**TEKSTFRAGMENT:**
VERDRAAID



Afbeeldingsresultaat voor verdraaid













WOORD VOORAF
In 2004 verscheen een opmerkelijk boek van de auteurs Jaap Peters en Judith Pauw, met als titel: ‘Intensieve Menshouderij’ (met als ondertitel: ‘Hoe kwaliteit oplost in rationaliteit) Opmerkelijk, omdat het de staat van bestseller bereikte. Dat is op zich niet zo bijzonder, maar voor een nonfiction boek met als onderwerp ‘bedrijfsorganisatie’ niet alledaags en beslist niet zonder reden. Het heeft nogal wat stof doen opwaaien. In 2012 verscheen van de hand van Wouter Hart, in samenwerking met Marius Buiting, het boek: ‘Verdraaide Organisaties’ (met als ondertitel: ‘Terug naar de bedoeling’). In het woord ‘verdraaide’ is de ‘d’ gespiegeld afgebeeld. Beiden boeken en recente geschiedenis vormen mijn uitgangspunt voor hetgeen volgt.

INLEIDING

Toen in 1979 Margaret Thatcher de verkeizingen in Engeland won en Labour het onderspit dolf, brak er in de UK een nieuwe tijd aan. Met grote voortvarendheid pakte haar regering de privatisering van staatsbedrijven aan en een neoliberale wind begon aan te wakkeren. In dezelfde periode, 1981, werd Ronald Reagan president van Amerika en zijn regeringspro-gramma vertoonde grote gelijkenis met dat van de Britse premier. De twee stonden dan ook op zeer vriendschappelijke voet met elkaar. Natuurlijk kwamen deze ontwikkelingen niet uit de lucht vallen; de jaren zestig en zeventig van de vorige eeuw preludeerden al op bovenstaande. Met de val van de Berlijnse Muur in 1989 en de ondergang van de Sovjet-Unie raakte de neoliberale expansie in een stroomversnelling. De periode na WOII gaf in Europa een enorme economische boost te zien, maar ook de VS breidde de invloed fors uit met hun geopolitieke, militaire en economisce activiteiten.
            Het leek erop dat de ondergang van de twee grote totalitaire imperia in het 20e – eeu-wse Europa, nazi-Duitsland en de Sovjet Unie, een eind had gemaakt aan grote, allesover-heersende ideologieën. De democratie had gezegevierd en dit feit werd geïllistreerd door het boek van Francis Fukuyama: ‘The End of Hisyory and the Last Man (1999). Daarin verkondigde hij dat het einde van de Koude Oorlog ook meteen het einde was van de ideologische evolutie.
Het tegendeel bleek waar. Hans Achterhuis toonde in een van zijn bekendste werken ‘De Utopie van de Vrijde Markt’ (2010) aan dat we het neoliberalisme als de nieuwe ideologie kunnen beschouwen. Hij voert dan Ayan Rand – een Amerikaans schrijfster van Russische komaf (1905-1982) op als in dit geval de geestelijk moeder van dit gedachtengoed en hij beschrijft haar boek Atlas Shrugged (Atlas in Staking) uitvoerig. Hij beschouwt dit boek dan ook als het manifest van het neoliberale gedachtengoed.

**DOEL:** Kloppen deze uitspraken met het tekstfragment hierboven? Beantwoord elke uitspraak met ja of nee en citeer letterlijk de woorden uit de tekst die de doorslag geven: (a) het boek 'Intensieve Menshouderij' verscheen in 2004; (b) Ronald Reagan werd in 1979 president van Amerika; (c) Achterhuis ziet Atlas Shrugged als het manifest van het neoliberale gedachtengoed.

**AANGELEVERDE ITEMS:**
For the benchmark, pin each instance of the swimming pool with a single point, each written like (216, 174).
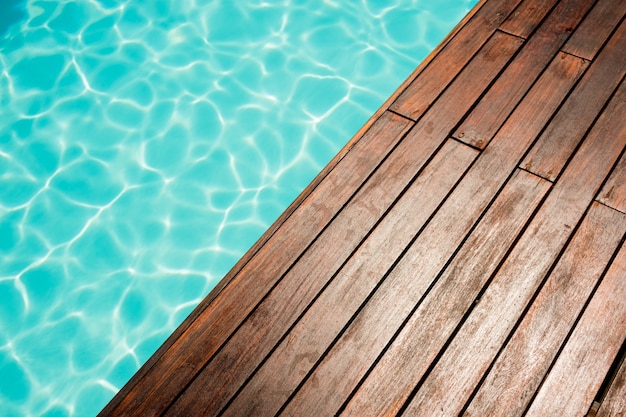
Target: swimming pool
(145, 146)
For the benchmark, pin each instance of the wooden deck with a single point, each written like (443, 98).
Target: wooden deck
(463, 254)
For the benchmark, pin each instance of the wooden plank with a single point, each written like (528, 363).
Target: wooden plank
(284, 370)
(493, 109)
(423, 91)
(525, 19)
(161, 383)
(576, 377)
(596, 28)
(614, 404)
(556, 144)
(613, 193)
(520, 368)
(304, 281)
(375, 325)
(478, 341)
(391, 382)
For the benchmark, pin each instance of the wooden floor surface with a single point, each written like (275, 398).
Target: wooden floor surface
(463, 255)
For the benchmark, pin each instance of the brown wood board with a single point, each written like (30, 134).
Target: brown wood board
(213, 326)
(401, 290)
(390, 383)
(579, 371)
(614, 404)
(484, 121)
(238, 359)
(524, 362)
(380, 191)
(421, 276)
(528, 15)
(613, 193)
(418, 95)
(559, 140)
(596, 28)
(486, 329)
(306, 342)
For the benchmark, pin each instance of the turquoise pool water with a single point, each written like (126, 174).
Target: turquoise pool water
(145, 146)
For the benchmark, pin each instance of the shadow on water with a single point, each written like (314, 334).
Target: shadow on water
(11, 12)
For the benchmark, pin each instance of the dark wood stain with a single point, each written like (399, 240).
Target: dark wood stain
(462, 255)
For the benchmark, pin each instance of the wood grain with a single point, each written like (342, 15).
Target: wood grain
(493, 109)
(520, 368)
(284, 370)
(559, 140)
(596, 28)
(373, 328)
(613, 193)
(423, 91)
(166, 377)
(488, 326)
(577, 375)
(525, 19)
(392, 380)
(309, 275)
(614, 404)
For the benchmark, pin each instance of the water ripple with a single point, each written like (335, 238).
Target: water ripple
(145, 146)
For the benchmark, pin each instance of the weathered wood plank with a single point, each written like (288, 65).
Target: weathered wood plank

**SCHRIFTELIJK ANTWOORD:**
(a) Ja: "In 2004 verscheen een opmerkelijk boek van de auteurs Jaap Peters en Judith Pauw, met als titel: ‘Intensieve Menshouderij’"
(b) Nee: "In dezelfde periode, 1981, werd Ronald Reagan president van Amerika"
(c) Ja: "Hij beschouwt dit boek dan ook als het manifest van het neoliberale gedachtengoed."